*** Quoted passage ***
Skip to content

Bobby Zoe designated long-term offender

0204Zoe91
Yellowknife, NT - Feb. 22, 2016 - Bobby Zoe leaves the Yellowknife court house. Walter Strong/NNSL photo

Repeat sex offender Bobby Zoe was designated a long-term offender Wednesday after successfully appealing a dangerous offender designation from 2017.

Over the last 10 years, Zoe has spent all but approximately nine months in custody. Significant stretches of that incarceration have been spent in solitary confinement for his “significant history of violence towards women and girls,” according to court documents outlining Judge Donovan Molloy’s ruling.

Yellowknife, NT - Feb. 22, 2016 - Bobby Zoe leaves the Yellowknife court house. Walter Strong/NNSL photo

Molloy has decided that Zoe will spend the next 10 years under the supervision of Corrections Canada.

Zoe has been convicted of a number of sexual crimes, including a 2015 break-in at a Yellowknife residence where a sleeping woman woke to Zoe touching her over her clothes. She opened her eyes to a man, Zoe, standing over the bed with a finger pressed to his lips to indicate she should keep quiet.

She screamed and woke her sleeping partner, who chased Zoe out of the house after a short struggle. Cash previously in the man’s wallet was noticed to be missing after the incident, along with some beers from the couple’s fridge.

Zoe was on probation at the time.

Other previous offences include sexual assaults on strangers in the street, as well as one case where Zoe, along with two others, were drinking with a 13-year-old girl who passed out and woke up to Zoe touching her inappropriately over her clothes.

In 2017, Zoe, born in Yellowknife and raised in Gameti, was deemed a dangerous offender – a designation given to offenders who represent an ongoing threat to community members.

In January 2020, a panel of three judges accepted Zoe’s appeal and ordered his case to be reheard in Territorial Court.

The panel ruled that the sentencing judge had failed to properly consider Zoe’s treatment prospects before designating him a dangerous offender.

In considering Crown and defence lawyers’ joint recommendation to designate Zoe a long-term offender – an order to place an offender under supervision of Corrections Canada for up to 10 years – Molloy raises the question of what the Crown perceives to have changed since Zoe’s dangerous offender designation that would have changed their argument to have him instead classified as a long-term offender.
*** End of Quoted passage ***
◆ Exercise tasks
1/ Reproduce the passage of the news report on Bobby Zoe starting with "Other previous offences" and going on through "to community members.".
2/ Continue the news report on Bobby Zoe from the point at which it ends.
*** Extracted records ***
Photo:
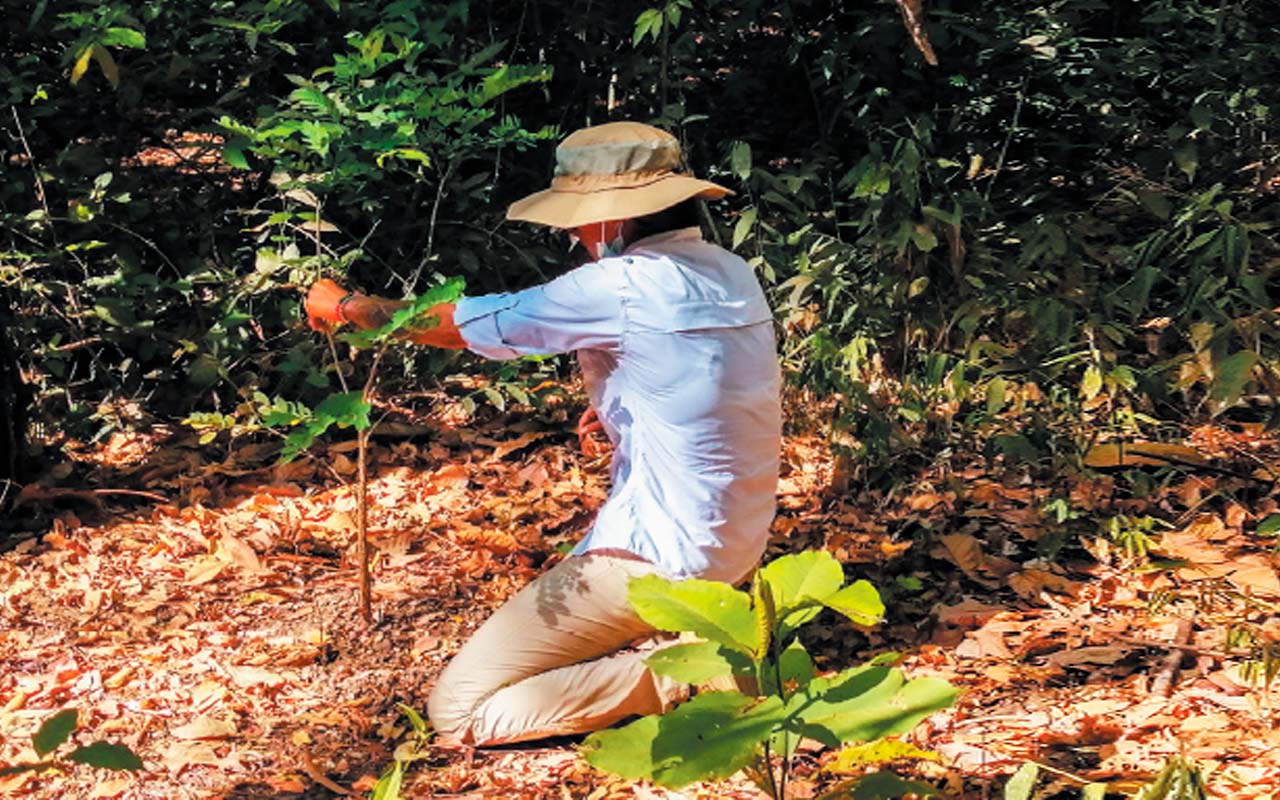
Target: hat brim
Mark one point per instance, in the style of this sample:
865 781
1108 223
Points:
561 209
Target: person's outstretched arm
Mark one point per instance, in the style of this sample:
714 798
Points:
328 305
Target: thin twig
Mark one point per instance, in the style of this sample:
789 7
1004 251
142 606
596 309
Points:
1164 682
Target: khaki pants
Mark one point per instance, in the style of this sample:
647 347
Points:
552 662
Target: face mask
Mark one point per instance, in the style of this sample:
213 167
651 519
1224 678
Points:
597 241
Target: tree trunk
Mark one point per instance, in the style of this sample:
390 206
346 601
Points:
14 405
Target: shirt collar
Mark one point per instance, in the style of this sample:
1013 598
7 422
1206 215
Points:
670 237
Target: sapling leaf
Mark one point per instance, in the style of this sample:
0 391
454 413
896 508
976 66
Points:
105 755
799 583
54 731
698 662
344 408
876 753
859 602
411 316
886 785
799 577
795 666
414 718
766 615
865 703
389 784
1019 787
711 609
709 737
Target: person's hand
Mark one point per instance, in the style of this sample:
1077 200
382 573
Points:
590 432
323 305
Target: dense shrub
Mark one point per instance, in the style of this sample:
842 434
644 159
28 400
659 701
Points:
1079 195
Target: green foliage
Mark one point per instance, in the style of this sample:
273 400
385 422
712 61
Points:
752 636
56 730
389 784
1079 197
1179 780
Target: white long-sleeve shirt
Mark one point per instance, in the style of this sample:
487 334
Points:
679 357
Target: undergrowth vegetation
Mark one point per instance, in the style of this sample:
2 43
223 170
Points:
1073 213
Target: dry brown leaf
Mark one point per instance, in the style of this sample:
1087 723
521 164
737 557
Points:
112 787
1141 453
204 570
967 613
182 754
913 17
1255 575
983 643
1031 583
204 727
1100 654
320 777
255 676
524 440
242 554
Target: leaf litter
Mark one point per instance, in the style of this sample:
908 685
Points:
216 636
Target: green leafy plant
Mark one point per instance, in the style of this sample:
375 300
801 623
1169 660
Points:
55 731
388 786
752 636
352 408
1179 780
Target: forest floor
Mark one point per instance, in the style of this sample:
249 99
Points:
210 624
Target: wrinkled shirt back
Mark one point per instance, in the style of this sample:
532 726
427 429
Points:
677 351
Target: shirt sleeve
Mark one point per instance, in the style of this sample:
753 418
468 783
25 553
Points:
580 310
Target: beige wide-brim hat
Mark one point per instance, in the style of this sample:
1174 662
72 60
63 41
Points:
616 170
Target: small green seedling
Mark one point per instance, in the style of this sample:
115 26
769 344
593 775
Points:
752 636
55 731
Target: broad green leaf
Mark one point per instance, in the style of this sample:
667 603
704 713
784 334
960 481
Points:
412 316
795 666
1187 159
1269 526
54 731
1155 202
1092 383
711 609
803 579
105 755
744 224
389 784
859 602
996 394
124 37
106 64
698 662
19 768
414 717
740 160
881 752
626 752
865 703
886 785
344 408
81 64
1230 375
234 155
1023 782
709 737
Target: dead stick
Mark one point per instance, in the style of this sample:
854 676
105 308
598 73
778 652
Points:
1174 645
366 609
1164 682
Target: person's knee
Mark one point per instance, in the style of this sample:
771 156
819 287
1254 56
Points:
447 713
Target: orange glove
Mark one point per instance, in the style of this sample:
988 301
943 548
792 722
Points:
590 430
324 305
*** End of Extracted records ***
◆ Task-by-task results
1/
Other previous offences include sexual assaults on strangers in the street, as well as one case where Zoe, along with two others, were drinking with a 13-year-old girl who passed out and woke up to Zoe touching her inappropriately over her clothes.

In 2017, Zoe, born in Yellowknife and raised in Gameti, was deemed a dangerous offender – a designation given to offenders who represent an ongoing threat to community members.

2/
One factor is a new psychiatric report that demonstrates Zoe is now compliant with medication regimes and “has finally acknowledged the role that substance abuse played in his criminal history and has expressed an openness to treatment.”

Molloy also notes an updated pre-sentence report that shows fresh evidence of Gladue factors, which pertain to socio-economic disadvantages that confront many Indigenous offenders.

Repeat sex offender Bobby Zoe was designated a long term offender and will spend the next 10 years under supervision of Corrections Canada. NNSL file photo.

“The parties now maintain, and I agree,” Molloy stated, “that had the Gladue report been available at the original sentencing hearing, Mr. Zoe may not have been designated as a dangerous offender.”

Molloy agreed to the terms of the joint submission ordering Zoe to 10 years of long-term supervision, a DNA order, a 10-year firearm prohibition, and a lifetime listing under the Sex Offender Information Registration Act (SOIRA).

The judge recognized that the decision places “a great deal of faith in the Correctional Service of Canada.”

“An absence of adequate intensive supervision leaves the female public at an unacceptable risk of sexual violence from Mr. Zoe,” Molloy said.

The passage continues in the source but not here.